(Dataset excerpts)
........

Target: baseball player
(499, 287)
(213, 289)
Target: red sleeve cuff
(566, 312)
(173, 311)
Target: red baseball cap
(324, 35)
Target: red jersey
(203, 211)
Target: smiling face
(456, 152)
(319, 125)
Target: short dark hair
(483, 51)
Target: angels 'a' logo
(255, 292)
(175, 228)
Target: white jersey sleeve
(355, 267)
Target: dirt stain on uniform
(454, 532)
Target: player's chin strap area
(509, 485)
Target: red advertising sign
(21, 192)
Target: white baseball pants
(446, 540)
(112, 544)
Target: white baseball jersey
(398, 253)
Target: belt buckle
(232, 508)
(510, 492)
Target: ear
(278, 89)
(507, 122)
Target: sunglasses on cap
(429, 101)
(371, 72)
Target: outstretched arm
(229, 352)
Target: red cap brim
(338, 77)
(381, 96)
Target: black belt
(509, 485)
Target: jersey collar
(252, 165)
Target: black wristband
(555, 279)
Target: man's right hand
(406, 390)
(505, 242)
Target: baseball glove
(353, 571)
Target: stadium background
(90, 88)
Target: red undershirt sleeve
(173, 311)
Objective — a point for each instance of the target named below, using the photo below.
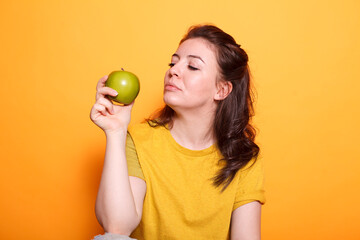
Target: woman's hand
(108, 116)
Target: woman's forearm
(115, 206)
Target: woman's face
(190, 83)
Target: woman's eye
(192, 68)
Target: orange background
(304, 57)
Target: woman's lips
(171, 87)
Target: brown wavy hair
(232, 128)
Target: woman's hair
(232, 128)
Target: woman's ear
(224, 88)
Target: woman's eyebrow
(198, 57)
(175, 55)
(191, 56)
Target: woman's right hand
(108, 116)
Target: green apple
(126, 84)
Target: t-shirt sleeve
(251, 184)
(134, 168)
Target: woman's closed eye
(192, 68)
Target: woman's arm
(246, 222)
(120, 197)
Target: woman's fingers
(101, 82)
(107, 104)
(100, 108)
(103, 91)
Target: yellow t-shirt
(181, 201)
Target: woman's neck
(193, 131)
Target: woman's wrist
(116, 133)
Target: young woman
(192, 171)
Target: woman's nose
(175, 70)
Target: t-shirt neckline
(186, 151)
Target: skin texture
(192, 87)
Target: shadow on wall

........

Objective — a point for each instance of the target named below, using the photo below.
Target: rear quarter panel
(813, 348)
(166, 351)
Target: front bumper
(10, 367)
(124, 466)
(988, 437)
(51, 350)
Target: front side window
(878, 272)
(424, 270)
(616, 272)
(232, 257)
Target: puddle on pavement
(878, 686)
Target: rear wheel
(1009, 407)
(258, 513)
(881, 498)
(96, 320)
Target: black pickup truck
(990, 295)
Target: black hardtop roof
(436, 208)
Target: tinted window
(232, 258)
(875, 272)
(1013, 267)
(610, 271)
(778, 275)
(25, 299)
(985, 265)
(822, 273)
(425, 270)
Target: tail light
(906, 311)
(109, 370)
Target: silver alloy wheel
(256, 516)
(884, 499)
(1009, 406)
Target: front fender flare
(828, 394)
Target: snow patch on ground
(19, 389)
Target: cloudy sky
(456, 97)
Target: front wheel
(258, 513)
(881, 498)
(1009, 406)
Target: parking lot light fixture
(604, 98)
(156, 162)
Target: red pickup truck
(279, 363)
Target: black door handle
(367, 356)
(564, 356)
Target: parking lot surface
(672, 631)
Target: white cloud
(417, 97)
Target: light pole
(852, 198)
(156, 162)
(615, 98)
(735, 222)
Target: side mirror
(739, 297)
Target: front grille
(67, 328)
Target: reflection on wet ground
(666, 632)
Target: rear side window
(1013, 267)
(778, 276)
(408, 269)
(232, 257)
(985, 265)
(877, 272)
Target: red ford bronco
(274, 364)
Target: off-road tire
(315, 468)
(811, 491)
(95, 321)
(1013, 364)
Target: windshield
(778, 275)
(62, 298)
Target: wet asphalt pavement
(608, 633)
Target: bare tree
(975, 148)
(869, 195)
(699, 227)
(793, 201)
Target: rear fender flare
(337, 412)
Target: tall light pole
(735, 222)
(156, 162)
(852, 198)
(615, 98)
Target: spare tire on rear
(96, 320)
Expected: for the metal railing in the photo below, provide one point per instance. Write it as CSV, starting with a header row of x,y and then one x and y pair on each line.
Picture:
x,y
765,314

........

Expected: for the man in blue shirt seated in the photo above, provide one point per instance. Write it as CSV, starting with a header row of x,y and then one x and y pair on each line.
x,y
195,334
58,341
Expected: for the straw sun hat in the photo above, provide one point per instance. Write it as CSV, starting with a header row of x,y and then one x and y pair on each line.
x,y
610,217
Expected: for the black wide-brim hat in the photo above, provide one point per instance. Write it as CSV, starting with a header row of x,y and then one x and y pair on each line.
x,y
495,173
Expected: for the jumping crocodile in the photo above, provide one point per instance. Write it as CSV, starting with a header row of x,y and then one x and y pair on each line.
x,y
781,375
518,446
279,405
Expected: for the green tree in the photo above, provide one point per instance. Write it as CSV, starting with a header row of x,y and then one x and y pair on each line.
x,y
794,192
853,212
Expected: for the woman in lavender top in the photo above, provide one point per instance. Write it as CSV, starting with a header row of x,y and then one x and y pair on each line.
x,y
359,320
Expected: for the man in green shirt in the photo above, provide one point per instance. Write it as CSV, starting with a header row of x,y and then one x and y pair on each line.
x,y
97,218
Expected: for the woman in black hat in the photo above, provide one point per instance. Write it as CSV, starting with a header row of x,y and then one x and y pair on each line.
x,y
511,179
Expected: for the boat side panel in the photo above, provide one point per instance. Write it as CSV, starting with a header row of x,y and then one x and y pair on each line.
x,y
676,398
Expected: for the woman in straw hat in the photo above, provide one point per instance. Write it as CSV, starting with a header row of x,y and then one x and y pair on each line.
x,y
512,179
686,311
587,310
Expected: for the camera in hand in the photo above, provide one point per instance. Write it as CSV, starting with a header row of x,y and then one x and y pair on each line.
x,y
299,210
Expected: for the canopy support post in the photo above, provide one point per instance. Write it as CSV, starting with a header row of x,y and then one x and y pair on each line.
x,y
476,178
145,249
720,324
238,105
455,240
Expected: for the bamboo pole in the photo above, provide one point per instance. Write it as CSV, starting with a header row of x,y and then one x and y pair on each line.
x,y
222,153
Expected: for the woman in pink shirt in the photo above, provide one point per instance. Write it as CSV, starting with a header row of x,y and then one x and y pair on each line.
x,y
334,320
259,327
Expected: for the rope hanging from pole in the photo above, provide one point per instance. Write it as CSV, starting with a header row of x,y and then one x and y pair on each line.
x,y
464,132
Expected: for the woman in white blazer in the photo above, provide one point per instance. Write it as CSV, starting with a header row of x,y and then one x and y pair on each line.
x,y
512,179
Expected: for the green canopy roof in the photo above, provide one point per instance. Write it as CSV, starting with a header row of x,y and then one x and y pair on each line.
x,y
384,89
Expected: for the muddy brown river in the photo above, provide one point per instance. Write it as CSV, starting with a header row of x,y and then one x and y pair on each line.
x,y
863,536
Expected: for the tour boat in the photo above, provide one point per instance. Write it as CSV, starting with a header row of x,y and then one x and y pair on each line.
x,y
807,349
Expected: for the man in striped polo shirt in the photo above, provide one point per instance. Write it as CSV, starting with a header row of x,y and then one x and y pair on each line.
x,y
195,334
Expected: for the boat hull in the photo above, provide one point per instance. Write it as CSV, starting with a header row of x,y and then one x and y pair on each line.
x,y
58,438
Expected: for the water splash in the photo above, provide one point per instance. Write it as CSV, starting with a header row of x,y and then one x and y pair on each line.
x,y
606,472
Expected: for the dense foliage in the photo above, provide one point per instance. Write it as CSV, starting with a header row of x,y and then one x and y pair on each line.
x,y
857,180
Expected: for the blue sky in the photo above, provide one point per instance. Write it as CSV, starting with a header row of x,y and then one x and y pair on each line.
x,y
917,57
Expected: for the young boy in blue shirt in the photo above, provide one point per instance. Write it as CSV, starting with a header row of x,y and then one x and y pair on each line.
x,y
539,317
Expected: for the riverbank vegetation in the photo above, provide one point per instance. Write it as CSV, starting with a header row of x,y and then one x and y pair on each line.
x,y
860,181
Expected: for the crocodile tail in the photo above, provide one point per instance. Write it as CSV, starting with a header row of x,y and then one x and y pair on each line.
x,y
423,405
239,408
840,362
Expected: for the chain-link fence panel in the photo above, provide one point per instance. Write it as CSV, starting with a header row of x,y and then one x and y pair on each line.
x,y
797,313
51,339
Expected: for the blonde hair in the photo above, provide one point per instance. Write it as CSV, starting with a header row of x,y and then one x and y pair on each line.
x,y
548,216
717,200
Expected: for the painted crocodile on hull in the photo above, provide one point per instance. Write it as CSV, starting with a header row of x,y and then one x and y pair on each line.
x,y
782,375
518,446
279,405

........

## The problem
Copy out only the lines above from the one with "Target: young woman" to the one with "Target: shadow on wall", inclusive, exactly as they stand.

## Exercise response
Target: young woman
(192, 171)
Target: woman's nose
(175, 70)
Target: t-shirt neckline
(186, 151)
Target: skin texture
(192, 87)
Target: shadow on wall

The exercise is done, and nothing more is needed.